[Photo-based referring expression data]
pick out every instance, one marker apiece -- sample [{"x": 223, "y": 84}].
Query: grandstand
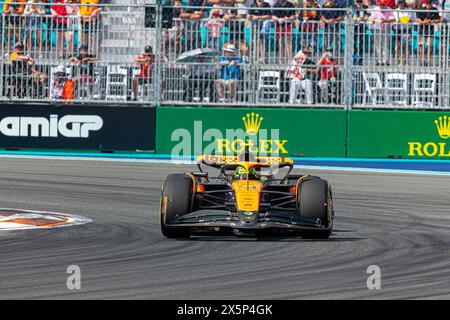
[{"x": 291, "y": 56}]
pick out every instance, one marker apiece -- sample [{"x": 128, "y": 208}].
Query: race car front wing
[{"x": 246, "y": 220}]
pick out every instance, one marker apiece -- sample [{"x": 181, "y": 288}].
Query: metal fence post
[
  {"x": 348, "y": 58},
  {"x": 159, "y": 54}
]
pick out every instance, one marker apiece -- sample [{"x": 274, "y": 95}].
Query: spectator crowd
[{"x": 305, "y": 40}]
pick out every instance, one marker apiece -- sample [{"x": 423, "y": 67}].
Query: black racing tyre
[
  {"x": 178, "y": 190},
  {"x": 314, "y": 201}
]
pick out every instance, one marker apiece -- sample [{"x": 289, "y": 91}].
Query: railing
[{"x": 293, "y": 62}]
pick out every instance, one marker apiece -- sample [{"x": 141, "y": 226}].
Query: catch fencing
[{"x": 276, "y": 57}]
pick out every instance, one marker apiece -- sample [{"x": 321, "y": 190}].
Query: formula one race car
[{"x": 247, "y": 199}]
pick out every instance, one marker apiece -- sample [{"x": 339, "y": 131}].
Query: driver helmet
[
  {"x": 60, "y": 72},
  {"x": 240, "y": 173},
  {"x": 253, "y": 174}
]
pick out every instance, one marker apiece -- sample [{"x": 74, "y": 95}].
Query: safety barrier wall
[
  {"x": 184, "y": 131},
  {"x": 405, "y": 134},
  {"x": 77, "y": 127}
]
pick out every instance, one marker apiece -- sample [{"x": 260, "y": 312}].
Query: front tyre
[
  {"x": 315, "y": 202},
  {"x": 176, "y": 201}
]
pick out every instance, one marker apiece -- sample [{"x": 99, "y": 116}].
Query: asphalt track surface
[{"x": 399, "y": 222}]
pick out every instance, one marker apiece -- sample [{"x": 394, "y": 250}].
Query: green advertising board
[
  {"x": 408, "y": 134},
  {"x": 286, "y": 132}
]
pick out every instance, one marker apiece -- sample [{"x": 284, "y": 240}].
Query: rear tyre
[
  {"x": 315, "y": 203},
  {"x": 176, "y": 196}
]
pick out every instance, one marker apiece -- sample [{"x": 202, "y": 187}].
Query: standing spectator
[
  {"x": 310, "y": 20},
  {"x": 13, "y": 14},
  {"x": 60, "y": 13},
  {"x": 403, "y": 32},
  {"x": 214, "y": 25},
  {"x": 146, "y": 65},
  {"x": 62, "y": 87},
  {"x": 72, "y": 21},
  {"x": 381, "y": 18},
  {"x": 284, "y": 20},
  {"x": 328, "y": 70},
  {"x": 391, "y": 4},
  {"x": 360, "y": 16},
  {"x": 331, "y": 18},
  {"x": 427, "y": 20},
  {"x": 34, "y": 15},
  {"x": 230, "y": 73},
  {"x": 1, "y": 23},
  {"x": 444, "y": 5},
  {"x": 299, "y": 79},
  {"x": 260, "y": 15},
  {"x": 85, "y": 67},
  {"x": 191, "y": 15},
  {"x": 24, "y": 78},
  {"x": 89, "y": 17},
  {"x": 170, "y": 27}
]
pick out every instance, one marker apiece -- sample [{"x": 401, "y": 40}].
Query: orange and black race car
[{"x": 246, "y": 198}]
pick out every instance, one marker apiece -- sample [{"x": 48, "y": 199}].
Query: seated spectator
[
  {"x": 403, "y": 32},
  {"x": 34, "y": 17},
  {"x": 381, "y": 18},
  {"x": 13, "y": 20},
  {"x": 23, "y": 76},
  {"x": 230, "y": 72},
  {"x": 62, "y": 87},
  {"x": 85, "y": 67},
  {"x": 299, "y": 80},
  {"x": 214, "y": 25},
  {"x": 261, "y": 17},
  {"x": 60, "y": 13},
  {"x": 332, "y": 17},
  {"x": 426, "y": 21},
  {"x": 328, "y": 71},
  {"x": 89, "y": 12},
  {"x": 191, "y": 24},
  {"x": 310, "y": 21},
  {"x": 284, "y": 20}
]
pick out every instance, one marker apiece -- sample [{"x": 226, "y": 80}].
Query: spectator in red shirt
[
  {"x": 146, "y": 62},
  {"x": 60, "y": 13},
  {"x": 389, "y": 3}
]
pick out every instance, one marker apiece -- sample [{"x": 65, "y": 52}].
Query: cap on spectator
[
  {"x": 148, "y": 49},
  {"x": 60, "y": 69},
  {"x": 229, "y": 48}
]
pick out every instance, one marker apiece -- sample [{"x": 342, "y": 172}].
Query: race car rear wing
[{"x": 217, "y": 161}]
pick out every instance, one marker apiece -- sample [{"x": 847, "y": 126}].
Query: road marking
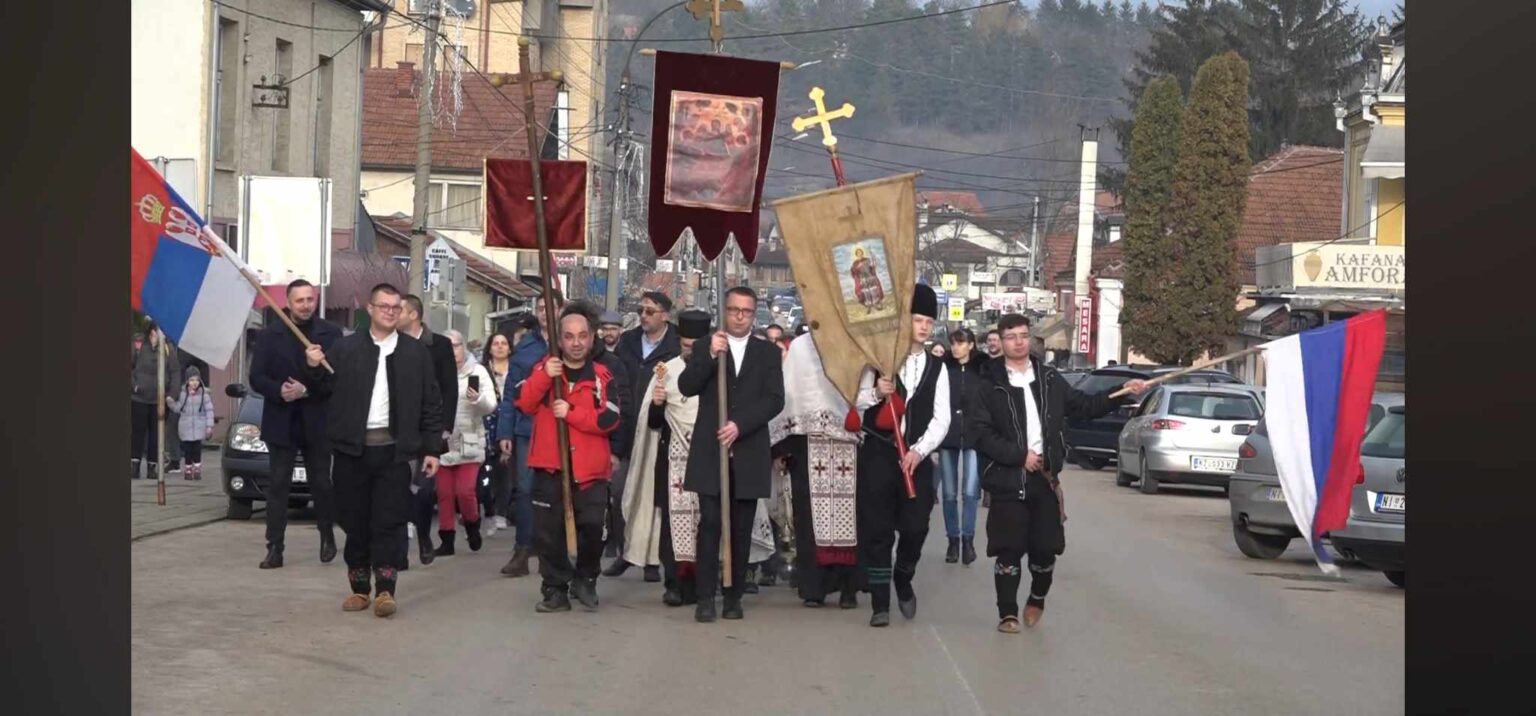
[{"x": 959, "y": 673}]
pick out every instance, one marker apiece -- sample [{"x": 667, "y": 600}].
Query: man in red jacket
[{"x": 590, "y": 414}]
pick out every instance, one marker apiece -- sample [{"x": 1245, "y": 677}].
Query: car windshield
[
  {"x": 1387, "y": 438},
  {"x": 1214, "y": 406}
]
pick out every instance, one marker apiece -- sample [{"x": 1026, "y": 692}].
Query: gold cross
[
  {"x": 824, "y": 117},
  {"x": 713, "y": 8}
]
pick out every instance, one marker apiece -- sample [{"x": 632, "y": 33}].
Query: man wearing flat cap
[{"x": 911, "y": 411}]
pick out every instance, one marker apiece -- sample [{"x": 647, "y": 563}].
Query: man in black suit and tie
[{"x": 754, "y": 395}]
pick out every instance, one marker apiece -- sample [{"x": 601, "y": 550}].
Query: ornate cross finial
[{"x": 824, "y": 117}]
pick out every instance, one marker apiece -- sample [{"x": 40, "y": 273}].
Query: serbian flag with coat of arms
[
  {"x": 186, "y": 278},
  {"x": 1318, "y": 386}
]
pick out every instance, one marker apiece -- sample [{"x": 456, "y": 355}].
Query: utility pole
[
  {"x": 621, "y": 151},
  {"x": 418, "y": 215}
]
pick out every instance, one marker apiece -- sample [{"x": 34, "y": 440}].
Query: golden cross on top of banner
[
  {"x": 824, "y": 117},
  {"x": 713, "y": 8}
]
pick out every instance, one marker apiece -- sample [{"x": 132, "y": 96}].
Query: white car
[{"x": 1186, "y": 434}]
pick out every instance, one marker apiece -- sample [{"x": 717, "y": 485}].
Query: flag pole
[{"x": 1191, "y": 369}]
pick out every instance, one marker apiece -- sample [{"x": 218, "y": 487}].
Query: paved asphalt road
[{"x": 1154, "y": 612}]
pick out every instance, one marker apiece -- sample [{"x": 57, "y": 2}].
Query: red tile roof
[
  {"x": 965, "y": 202},
  {"x": 487, "y": 125},
  {"x": 1294, "y": 195}
]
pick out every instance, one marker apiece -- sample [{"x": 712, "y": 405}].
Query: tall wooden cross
[
  {"x": 526, "y": 77},
  {"x": 825, "y": 120}
]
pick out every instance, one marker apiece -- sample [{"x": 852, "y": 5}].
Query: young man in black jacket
[
  {"x": 384, "y": 414},
  {"x": 1019, "y": 430},
  {"x": 294, "y": 420},
  {"x": 446, "y": 372}
]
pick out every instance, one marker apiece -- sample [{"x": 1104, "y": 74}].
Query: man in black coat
[
  {"x": 384, "y": 414},
  {"x": 641, "y": 349},
  {"x": 294, "y": 420},
  {"x": 1017, "y": 420},
  {"x": 754, "y": 395},
  {"x": 446, "y": 371}
]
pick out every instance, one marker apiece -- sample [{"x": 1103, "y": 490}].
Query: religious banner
[
  {"x": 509, "y": 205},
  {"x": 711, "y": 129},
  {"x": 851, "y": 251}
]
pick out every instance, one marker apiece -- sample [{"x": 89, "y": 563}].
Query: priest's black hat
[
  {"x": 925, "y": 301},
  {"x": 693, "y": 323}
]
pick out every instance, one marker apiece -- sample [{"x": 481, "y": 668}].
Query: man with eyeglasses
[
  {"x": 641, "y": 349},
  {"x": 384, "y": 412}
]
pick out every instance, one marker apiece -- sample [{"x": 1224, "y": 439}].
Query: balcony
[{"x": 1334, "y": 269}]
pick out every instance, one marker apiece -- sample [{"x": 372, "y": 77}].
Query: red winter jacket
[{"x": 593, "y": 415}]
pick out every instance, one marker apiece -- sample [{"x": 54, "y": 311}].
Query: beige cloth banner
[{"x": 853, "y": 257}]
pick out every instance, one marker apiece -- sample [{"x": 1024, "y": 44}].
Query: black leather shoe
[
  {"x": 274, "y": 558},
  {"x": 616, "y": 569},
  {"x": 327, "y": 547}
]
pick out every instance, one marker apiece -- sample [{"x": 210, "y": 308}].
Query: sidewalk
[{"x": 188, "y": 503}]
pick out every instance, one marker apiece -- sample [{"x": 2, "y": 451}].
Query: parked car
[
  {"x": 248, "y": 472},
  {"x": 1261, "y": 523},
  {"x": 1095, "y": 443},
  {"x": 1375, "y": 533},
  {"x": 1186, "y": 435}
]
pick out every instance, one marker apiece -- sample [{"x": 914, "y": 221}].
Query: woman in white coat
[{"x": 460, "y": 466}]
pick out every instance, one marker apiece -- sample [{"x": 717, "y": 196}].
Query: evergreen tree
[
  {"x": 1206, "y": 208},
  {"x": 1149, "y": 249}
]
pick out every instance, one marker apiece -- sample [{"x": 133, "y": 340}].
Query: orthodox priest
[
  {"x": 820, "y": 455},
  {"x": 661, "y": 520},
  {"x": 908, "y": 411}
]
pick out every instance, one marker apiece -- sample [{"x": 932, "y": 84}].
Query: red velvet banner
[
  {"x": 711, "y": 131},
  {"x": 509, "y": 205}
]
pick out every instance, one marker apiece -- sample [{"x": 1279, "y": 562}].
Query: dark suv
[
  {"x": 244, "y": 458},
  {"x": 1094, "y": 443}
]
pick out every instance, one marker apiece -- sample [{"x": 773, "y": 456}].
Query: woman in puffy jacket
[
  {"x": 466, "y": 450},
  {"x": 957, "y": 474}
]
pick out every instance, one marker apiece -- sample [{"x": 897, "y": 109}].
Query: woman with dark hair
[
  {"x": 498, "y": 363},
  {"x": 957, "y": 474}
]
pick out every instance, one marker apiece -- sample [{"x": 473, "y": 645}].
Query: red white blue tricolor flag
[
  {"x": 1318, "y": 386},
  {"x": 185, "y": 277}
]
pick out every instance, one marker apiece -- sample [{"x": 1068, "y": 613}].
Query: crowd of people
[{"x": 397, "y": 421}]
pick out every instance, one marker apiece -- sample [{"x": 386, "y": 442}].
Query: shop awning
[{"x": 1384, "y": 157}]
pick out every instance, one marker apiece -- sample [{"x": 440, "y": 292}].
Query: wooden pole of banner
[
  {"x": 1191, "y": 369},
  {"x": 160, "y": 432},
  {"x": 526, "y": 79}
]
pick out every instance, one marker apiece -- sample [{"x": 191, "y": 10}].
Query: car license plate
[{"x": 1212, "y": 464}]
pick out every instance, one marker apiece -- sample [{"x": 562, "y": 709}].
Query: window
[
  {"x": 453, "y": 206},
  {"x": 280, "y": 117},
  {"x": 1212, "y": 406},
  {"x": 225, "y": 139}
]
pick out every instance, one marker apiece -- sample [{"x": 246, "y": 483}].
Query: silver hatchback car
[{"x": 1186, "y": 434}]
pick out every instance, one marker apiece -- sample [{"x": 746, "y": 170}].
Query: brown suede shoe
[{"x": 384, "y": 604}]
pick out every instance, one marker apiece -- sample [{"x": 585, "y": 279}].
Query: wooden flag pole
[
  {"x": 1197, "y": 366},
  {"x": 160, "y": 432},
  {"x": 526, "y": 79}
]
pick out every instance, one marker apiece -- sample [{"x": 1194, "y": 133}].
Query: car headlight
[{"x": 246, "y": 438}]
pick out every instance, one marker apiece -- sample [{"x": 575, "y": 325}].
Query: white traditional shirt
[
  {"x": 1032, "y": 430},
  {"x": 378, "y": 407}
]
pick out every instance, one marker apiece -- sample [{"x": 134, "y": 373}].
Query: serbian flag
[
  {"x": 509, "y": 205},
  {"x": 1318, "y": 386},
  {"x": 183, "y": 275}
]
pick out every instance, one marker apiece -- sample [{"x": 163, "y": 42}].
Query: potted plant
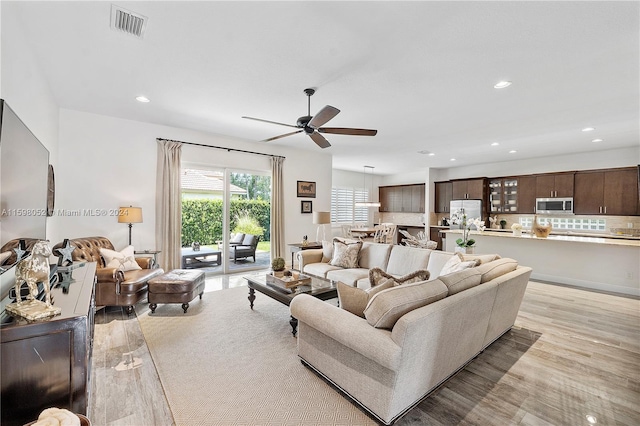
[
  {"x": 277, "y": 266},
  {"x": 465, "y": 244},
  {"x": 517, "y": 229}
]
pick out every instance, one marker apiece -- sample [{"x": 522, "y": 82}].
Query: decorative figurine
[
  {"x": 64, "y": 253},
  {"x": 32, "y": 270}
]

Problem requirements ::
Nothing but the lines from the one containing "Query: car headlight" through the last line of the records above should appear, each repeated exactly, with no pictures.

Task result ::
Query: car headlight
[{"x": 246, "y": 438}]
pick out every instance, one marker apiece -- sample [{"x": 575, "y": 325}].
Query: white traditional shirt
[
  {"x": 1032, "y": 430},
  {"x": 378, "y": 407}
]
pick out every instance, one marker apiece -- sample [{"x": 134, "y": 373}].
Query: serbian flag
[
  {"x": 509, "y": 205},
  {"x": 1318, "y": 386},
  {"x": 183, "y": 275}
]
pick out every instance, one marker apiece -- sample [{"x": 163, "y": 42}].
Query: potted plant
[
  {"x": 277, "y": 266},
  {"x": 465, "y": 244},
  {"x": 517, "y": 229}
]
pick out every instance, one marker apiece -- sample [{"x": 522, "y": 82}].
Query: decorative figurine
[
  {"x": 64, "y": 253},
  {"x": 32, "y": 270}
]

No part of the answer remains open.